**TASK REQUIREMENTS**
Transcribe the material below exactly as it appears.

**RAW RECORDS**
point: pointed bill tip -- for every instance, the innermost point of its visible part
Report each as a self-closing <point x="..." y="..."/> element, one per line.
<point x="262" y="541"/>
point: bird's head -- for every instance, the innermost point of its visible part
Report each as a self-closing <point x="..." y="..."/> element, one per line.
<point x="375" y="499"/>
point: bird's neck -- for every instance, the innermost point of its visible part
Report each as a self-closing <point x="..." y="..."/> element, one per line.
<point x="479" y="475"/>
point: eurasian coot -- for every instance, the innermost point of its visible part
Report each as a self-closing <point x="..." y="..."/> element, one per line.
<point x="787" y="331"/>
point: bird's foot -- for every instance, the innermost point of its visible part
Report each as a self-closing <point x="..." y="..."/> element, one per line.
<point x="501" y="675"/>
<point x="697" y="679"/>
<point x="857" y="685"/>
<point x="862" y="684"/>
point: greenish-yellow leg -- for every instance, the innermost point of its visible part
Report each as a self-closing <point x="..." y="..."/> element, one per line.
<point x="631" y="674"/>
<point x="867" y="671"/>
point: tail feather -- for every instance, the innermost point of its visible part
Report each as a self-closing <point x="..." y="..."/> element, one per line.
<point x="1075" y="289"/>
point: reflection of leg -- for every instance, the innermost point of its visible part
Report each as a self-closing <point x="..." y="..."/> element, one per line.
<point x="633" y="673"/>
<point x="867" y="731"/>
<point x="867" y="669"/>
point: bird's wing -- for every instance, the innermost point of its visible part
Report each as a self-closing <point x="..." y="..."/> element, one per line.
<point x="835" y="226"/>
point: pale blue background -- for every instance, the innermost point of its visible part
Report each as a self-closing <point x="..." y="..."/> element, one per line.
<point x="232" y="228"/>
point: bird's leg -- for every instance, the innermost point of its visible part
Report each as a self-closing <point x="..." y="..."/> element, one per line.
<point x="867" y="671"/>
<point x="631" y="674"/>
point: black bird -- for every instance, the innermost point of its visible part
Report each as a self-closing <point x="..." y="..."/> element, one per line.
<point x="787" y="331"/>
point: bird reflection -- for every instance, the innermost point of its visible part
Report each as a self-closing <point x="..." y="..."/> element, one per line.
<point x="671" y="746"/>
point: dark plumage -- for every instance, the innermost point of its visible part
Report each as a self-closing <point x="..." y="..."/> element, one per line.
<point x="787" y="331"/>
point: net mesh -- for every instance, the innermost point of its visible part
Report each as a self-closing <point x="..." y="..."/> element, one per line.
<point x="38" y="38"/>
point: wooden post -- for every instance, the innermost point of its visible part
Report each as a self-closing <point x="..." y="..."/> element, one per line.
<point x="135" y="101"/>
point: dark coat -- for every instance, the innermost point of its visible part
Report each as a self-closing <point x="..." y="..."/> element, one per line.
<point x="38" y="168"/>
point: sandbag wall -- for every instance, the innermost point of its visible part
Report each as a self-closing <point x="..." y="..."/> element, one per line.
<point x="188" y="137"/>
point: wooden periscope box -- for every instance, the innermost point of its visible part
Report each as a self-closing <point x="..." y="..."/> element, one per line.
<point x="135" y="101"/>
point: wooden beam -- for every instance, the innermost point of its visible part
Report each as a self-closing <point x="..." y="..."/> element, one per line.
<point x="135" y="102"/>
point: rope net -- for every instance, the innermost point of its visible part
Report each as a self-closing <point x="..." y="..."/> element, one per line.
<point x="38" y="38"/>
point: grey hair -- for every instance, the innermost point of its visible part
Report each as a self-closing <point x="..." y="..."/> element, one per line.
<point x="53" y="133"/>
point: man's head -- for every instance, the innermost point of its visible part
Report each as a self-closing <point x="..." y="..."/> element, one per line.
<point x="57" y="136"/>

**SOLUTION BELOW**
point: pointed bill tip -- for every instance, the innermost point of its visible part
Report each as a self-closing <point x="..." y="..."/> element, one per line.
<point x="262" y="541"/>
point: bird's head -- for every instance, the innermost point of its visible part
Report each as a self-closing <point x="..." y="..."/> element, one per line.
<point x="375" y="499"/>
point: bird's neck -- for every instance, the innermost point of its visible part
Report each as a self-closing <point x="..." y="..."/> element, one per line.
<point x="479" y="475"/>
point: eurasian coot -- for every instance, the innermost point of its visible part
Report each as a self-closing <point x="..." y="..."/> element, one per line.
<point x="787" y="331"/>
point: bird's foot -- for every instance, the innermost point of its visible part
Report each as a self-closing <point x="..." y="..."/> element, one per line.
<point x="501" y="675"/>
<point x="697" y="679"/>
<point x="857" y="685"/>
<point x="862" y="684"/>
point: greenish-yellow leg -- for every instance, the innermost point of its visible part
Report each as a self-closing <point x="..." y="..."/> element, one per line.
<point x="631" y="674"/>
<point x="867" y="671"/>
point: tail feather -- for every instance, the innermost point of its visible part
Report each as a self-closing <point x="..." y="..."/> element, one per line.
<point x="1075" y="289"/>
point: reflection of leg -- for every instance, the innermost point of its visible part
Report each as a self-closing <point x="..." y="..."/> element, one per line.
<point x="633" y="673"/>
<point x="867" y="731"/>
<point x="867" y="669"/>
point: bird's wing -- for every instance, the innermost point of its visible part
Report each as a self-closing <point x="..." y="..."/> element, one per line.
<point x="835" y="226"/>
point: pale blue background -- for every instance, the innermost point of its visible part
Report each as a self-closing <point x="..." y="..."/> element, one per line.
<point x="232" y="228"/>
point: bird's leg -- for every instance, the innermost point of its visible part
Report each as a self-closing <point x="..." y="..."/> element, one per line.
<point x="867" y="671"/>
<point x="631" y="674"/>
point: black bird -- for every instance, the innermost point of its visible part
Report each as a self-closing <point x="..." y="..."/> element, one per line.
<point x="787" y="331"/>
point: bird reflection -- for every instance, the innermost point of its visible part
Report each as a self-closing <point x="..." y="..."/> element, one per line.
<point x="671" y="746"/>
point: dark plumage -- for every instance, the innermost point of its visible part
Report each as a self-closing <point x="..." y="..."/> element, one per line.
<point x="787" y="331"/>
point: net mesh -- for every instance, the innermost point of its visible part
Report each as a self-closing <point x="..." y="..."/> element, one per line.
<point x="38" y="38"/>
point: wooden post -- for every instance, the innermost point of its visible part
Report each as a self-closing <point x="..." y="..."/> element, one per line.
<point x="135" y="101"/>
point: dark coat -- for every instance, the innermost point of its visible part
Report each as a self-closing <point x="..." y="..."/> element, one per line.
<point x="38" y="168"/>
point: sandbag wall -- for every instance, the innermost point of its visible part
Report each as a self-closing <point x="..." y="..."/> element, one per line.
<point x="188" y="137"/>
point: wooden periscope box -- for every instance, the innermost point of its visible part
Report each as a self-closing <point x="..." y="..."/> element, one per line.
<point x="135" y="101"/>
point: wooden beam -- for every instance, the innermost point of its visible part
Report each as a self-closing <point x="..." y="..."/> element, one per line.
<point x="135" y="102"/>
point: rope net -- for every instance, the innermost point of its visible part
Report each as a self-closing <point x="..." y="..."/> element, one per line.
<point x="38" y="38"/>
point: grey hair -- for every instance, the innermost point of its visible part
Report each as a self-closing <point x="..." y="..."/> element, one per line.
<point x="53" y="133"/>
point: man's head -- for every instance, the innermost point of its visible part
Report each as a self-closing <point x="..." y="..."/> element, one per line.
<point x="57" y="136"/>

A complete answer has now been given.